[Free-text object descriptions]
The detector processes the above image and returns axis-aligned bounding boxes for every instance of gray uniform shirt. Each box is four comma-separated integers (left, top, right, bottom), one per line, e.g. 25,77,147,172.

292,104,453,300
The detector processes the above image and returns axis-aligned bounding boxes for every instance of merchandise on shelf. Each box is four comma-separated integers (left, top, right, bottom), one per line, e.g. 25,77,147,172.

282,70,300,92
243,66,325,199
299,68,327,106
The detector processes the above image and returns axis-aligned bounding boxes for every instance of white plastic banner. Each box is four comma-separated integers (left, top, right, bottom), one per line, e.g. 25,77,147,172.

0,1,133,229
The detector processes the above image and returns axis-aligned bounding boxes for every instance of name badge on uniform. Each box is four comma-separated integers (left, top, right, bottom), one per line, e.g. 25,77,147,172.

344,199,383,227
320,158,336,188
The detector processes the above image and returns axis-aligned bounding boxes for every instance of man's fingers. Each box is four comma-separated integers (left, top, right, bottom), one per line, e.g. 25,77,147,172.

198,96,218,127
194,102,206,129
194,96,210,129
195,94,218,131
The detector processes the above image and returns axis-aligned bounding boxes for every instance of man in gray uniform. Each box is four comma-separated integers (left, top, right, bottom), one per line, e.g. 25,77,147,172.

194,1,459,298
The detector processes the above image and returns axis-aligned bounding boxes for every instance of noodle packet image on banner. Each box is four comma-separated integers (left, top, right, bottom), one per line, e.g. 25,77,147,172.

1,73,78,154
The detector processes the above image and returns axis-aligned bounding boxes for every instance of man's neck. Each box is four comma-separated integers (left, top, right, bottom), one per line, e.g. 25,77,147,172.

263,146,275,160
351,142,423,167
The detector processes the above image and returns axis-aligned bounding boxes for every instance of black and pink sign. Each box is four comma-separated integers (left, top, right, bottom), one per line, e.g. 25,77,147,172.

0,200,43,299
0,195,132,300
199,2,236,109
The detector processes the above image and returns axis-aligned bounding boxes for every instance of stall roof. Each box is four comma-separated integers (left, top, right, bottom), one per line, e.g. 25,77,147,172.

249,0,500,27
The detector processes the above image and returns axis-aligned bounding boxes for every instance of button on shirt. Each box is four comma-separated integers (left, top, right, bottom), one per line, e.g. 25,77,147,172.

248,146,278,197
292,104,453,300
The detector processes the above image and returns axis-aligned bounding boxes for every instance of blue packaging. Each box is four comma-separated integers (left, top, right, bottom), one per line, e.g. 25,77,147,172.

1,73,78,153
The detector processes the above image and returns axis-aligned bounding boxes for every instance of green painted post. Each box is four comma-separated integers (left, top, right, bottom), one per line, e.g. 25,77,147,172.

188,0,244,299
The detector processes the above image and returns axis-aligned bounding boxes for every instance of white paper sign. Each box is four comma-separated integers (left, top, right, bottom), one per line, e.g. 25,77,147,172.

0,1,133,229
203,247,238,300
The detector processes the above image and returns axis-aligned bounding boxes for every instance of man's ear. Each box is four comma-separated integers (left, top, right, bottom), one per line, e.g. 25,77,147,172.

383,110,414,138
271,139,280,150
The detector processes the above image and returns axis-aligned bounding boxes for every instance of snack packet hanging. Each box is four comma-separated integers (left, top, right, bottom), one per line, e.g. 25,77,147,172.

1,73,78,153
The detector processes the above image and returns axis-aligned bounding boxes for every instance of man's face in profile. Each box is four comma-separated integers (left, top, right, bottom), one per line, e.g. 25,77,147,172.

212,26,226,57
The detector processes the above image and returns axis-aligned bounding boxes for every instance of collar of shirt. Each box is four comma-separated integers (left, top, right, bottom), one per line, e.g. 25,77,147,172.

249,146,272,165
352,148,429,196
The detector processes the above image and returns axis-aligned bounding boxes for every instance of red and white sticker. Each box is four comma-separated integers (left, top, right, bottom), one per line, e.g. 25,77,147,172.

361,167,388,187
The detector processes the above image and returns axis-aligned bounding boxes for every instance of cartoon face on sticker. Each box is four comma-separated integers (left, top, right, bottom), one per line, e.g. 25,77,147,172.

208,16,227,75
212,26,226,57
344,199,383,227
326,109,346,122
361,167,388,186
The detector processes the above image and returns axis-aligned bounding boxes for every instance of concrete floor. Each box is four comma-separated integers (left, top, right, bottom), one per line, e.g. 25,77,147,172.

= Problem description =
All of the data should be retyped exactly.

= Written answer =
The detector processes the above image and returns axis-aligned bounding boxes for every instance of gray uniform shirt. Each box is four comma-separated integers (left, top, right, bottom), one per line, e.g. 25,77,147,172.

292,104,453,300
The detector processes the above image and returns axis-aligned bounding boxes for every instance of merchandise on shelf. Each box is four comma-separated integers (left, top, right, bottom), one per line, e.g. 25,77,147,172.

282,70,300,92
243,66,325,199
299,68,327,106
The detector processes the above image and returns axis-aligned bounding boxes for every instance of white plastic banner. Each box is four comma-separated integers (left, top, right, bottom), one per line, e.g. 25,77,147,172.

0,1,133,229
The detector processes the above image and returns axis-aligned bounding boxes for every instance of name badge on uniform. Each box is four comma-separated integers (left, top, right, bottom), one per line, e.g. 25,77,147,172.

344,199,383,227
320,158,336,188
The detector processes the above image and returns axis-aligned bounding boxes for every instance of man's fingers. Each box is four comma-separated integers (left, top, right, bottom), one per line, e.g. 25,77,147,172.

198,96,218,127
194,102,206,129
194,96,210,129
195,94,218,131
The detector processes the above image and returns axis-aligned bounding boxes for every instance of man in gray uniform. Each box is four comma-separated integers (left, top, right, bottom), one per line, e.g. 25,77,147,172.

194,1,459,298
The detector processes the above image and returns axis-aligned bounding boxes for every instance of noodle packet image on banner. Each box is four comma-separated integers (left, top, right, bottom), one per line, e.g. 25,77,147,172.

1,73,78,154
The detector processes the above image and returns axis-aligned bounding boxes for every instance of man's neck. Each box is four comma-separated integers (left, top, right, bottom), one per line, e.g. 25,77,147,172.

263,146,275,160
351,142,423,167
The detector processes the above image and returns axis-aligned bounding boxes for every instance of black and pink sign. Each box is four comma-separated integers (left, top, right, bottom), one per line, e.g. 25,77,147,172.

0,200,43,299
0,195,132,300
199,2,236,109
The detector processes the above image and returns axis-aligned bounding boxes for every instance of stall roof. Each box is four comma-separated integers (left, top, right, bottom), one per line, e.g. 25,77,147,172.

249,0,500,27
The detector processes the above image and returns axis-aligned bounding boxes for every instance of button on shirt. Each box is four comma-separated integers (left, top, right, bottom), one per line, e.g. 25,77,147,172.

248,146,278,197
292,104,453,300
The detector processes the above image and returns axis-aligned bounding boxes for every instance of blue packaging. Each box is four comma-separated integers (left, top, right, bottom), one per line, e.g. 25,77,147,172.

1,73,78,153
The detector processes the above image and returns axis-aligned bounding boxes for every instance of green painted post. Each box is four comma-separated integers (left, top, right, bottom), one per line, e.g. 25,77,147,172.

188,0,244,299
The detector processes the above image and returns axis-aligned bounding boxes for every instance of white paper sign. Each box is four comma-separated integers (left, top, right, bottom), one per line, e.g. 25,77,147,172.

0,1,133,229
203,247,238,300
The detector processes the above image and returns axis-aligned bounding boxes for every instance of man's ear. Each box is four comma-separated integers (left, top, right, bottom), one per line, e.g. 25,77,147,172.

383,110,414,138
271,139,280,150
The detector processes the above image and returns axis-aligned bounding boxes for every instance of snack packet hanging. Each box is four comma-separated integers (left, top, right, bottom), one per line, e.g. 25,77,147,172.

1,73,78,153
The detector processes the above image and returns axis-aligned bounding boxes for every instance of man's face in profile. Each box is four comma-separated integers (left, top, right, bottom), one per line, e.g. 25,77,147,172.

212,26,226,57
The detector processes the above image and returns axis-aligned bounding boxes for every instance of collar of shirt. Each box is four comma-separated integers (left, top, right, bottom), one per line, e.g. 25,77,147,172.

249,146,272,165
352,148,429,196
The detector processes the above image and returns axis-aligned bounding boxes for every instance of red and white sticker. Each box is four comma-separated integers (left, top, right, bottom), one per line, e.g. 25,77,147,172.

361,167,388,187
The detector processes the above image and returns axis-aligned bounding boxes for every instance of cartoon face on sticker. Each box is four comma-separated integers (left, top, right, bottom), one per line, e.g. 25,77,147,172.

208,16,227,75
212,26,226,57
344,199,383,227
326,109,346,122
361,167,388,186
The detector processes the above image and returns axis-aligned bounding boxes for every instance of concrete floor. Each box is four comma-separated integers (left, top, right, bottom), one per line, e.g. 25,77,147,172.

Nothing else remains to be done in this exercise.